**Goal of the exercise:**
Output the lines that follow exactly as they are.

Pointing dataset records
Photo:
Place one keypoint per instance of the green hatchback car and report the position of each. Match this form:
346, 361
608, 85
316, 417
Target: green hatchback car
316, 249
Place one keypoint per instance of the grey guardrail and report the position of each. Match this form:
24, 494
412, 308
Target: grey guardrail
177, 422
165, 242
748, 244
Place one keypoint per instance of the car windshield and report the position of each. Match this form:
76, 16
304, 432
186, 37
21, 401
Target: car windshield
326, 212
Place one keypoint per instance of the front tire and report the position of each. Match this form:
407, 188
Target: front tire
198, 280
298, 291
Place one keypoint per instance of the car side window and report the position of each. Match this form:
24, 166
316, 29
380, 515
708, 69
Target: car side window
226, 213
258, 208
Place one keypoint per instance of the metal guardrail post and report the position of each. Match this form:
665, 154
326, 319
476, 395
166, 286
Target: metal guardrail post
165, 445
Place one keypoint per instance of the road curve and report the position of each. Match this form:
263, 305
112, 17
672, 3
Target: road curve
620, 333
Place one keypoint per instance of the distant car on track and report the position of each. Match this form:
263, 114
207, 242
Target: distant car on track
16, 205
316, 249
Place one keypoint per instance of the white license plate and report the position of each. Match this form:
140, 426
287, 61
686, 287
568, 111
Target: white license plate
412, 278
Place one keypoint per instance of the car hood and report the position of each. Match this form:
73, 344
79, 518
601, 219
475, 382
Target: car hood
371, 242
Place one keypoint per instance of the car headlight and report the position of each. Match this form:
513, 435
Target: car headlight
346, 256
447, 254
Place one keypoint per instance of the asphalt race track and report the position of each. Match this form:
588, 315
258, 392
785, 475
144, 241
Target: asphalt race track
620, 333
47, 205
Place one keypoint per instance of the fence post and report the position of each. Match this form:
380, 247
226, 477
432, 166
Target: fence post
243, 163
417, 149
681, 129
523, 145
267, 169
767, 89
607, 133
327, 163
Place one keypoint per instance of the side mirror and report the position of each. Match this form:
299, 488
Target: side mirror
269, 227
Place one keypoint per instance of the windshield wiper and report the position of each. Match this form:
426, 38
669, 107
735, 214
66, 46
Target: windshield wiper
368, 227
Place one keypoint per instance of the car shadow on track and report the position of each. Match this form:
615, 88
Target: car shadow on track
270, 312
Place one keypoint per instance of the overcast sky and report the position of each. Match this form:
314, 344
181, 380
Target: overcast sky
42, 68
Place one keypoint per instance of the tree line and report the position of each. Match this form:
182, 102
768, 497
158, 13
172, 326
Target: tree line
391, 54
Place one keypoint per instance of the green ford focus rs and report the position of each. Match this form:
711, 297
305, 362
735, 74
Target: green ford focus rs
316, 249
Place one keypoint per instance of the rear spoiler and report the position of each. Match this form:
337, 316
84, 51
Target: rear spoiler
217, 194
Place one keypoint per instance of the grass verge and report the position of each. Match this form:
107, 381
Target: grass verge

**Exercise output:**
Photo:
Place one keypoint per instance of the green hatchback car and report the position of each. Match this form:
346, 361
608, 85
316, 417
Target: green hatchback car
316, 249
Place one keypoint per instance of the grey guardrail and report the position of each. Match this form:
24, 494
412, 308
Target: grey guardrail
177, 422
165, 242
748, 244
Place one keypoint per instance of the car windshield and report the position of each. Match this form:
76, 16
304, 432
186, 37
21, 401
Target: car windshield
326, 212
Place one keypoint per instance of the front tire and report the position of each. Match this form:
407, 188
Target: front tire
198, 280
298, 291
Place one keypoint per instance of the car side window and report the position of each. Match this form:
24, 166
316, 29
380, 515
708, 69
Target: car side window
226, 213
258, 208
Place one keypoint per instance of the metal guardrail post and report the position of each. Match this form:
665, 154
326, 319
476, 395
166, 286
Target: metal guardrail post
165, 445
Place one keypoint per instance of the road curve and report the position of each. Match this form:
263, 305
112, 17
672, 3
Target: road curve
620, 333
Place one keypoint per instance of the distant car on track and report the position of each. Match this form:
263, 114
207, 242
Target: distant car on track
16, 205
316, 249
Place one keypoint per instance of the white license plate and report the position of each. Match this form:
140, 426
287, 61
686, 287
568, 111
Target: white license plate
412, 278
Place one keypoint per instance of the car hood and report the position of each. Match this form:
73, 344
79, 518
601, 219
475, 382
Target: car hood
371, 242
Place one keypoint per instance of the car headlight and report the position of each. Match this form:
513, 435
Target: car headlight
346, 256
447, 254
Place one keypoint per instance of the asphalt race track and report the position of each. Match this form:
588, 315
258, 392
785, 475
144, 241
Target: asphalt race track
620, 333
47, 205
Place one keypoint per instance of the fence post and report the position of each. Match this form:
380, 247
226, 477
432, 166
Target: fence post
243, 163
417, 149
681, 129
523, 145
267, 169
767, 89
607, 133
327, 163
Place one keypoint per instance of the side mirror and report the position of each. Match this form:
299, 488
Target: side mirror
269, 227
Place one keypoint per instance of the windshield wiper and report the position of each. Match this form:
426, 38
669, 107
735, 214
66, 46
Target: windshield wiper
368, 227
Place one keypoint per instance of the car shadow on track and report the position of each. Match this form:
615, 88
Target: car shadow on track
270, 312
Place one keypoint per instance of the overcast sky and report the position of each. Match this form:
314, 344
181, 380
Target: overcast sky
42, 68
Place one keypoint per instance of the tree line and report the position of each. Match this form:
182, 102
768, 497
158, 13
172, 326
Target: tree line
391, 54
Place one keypoint per instance of the green ford focus rs and report the position of each. Match this form:
711, 297
305, 362
735, 74
Target: green ford focus rs
316, 249
Place one keypoint per instance of the rear spoiler and report the position of each. Match this form:
337, 316
84, 51
Target: rear spoiler
217, 194
Place one keypoint per instance of the grass verge and report the position of each. Match this form:
107, 381
Target: grass verge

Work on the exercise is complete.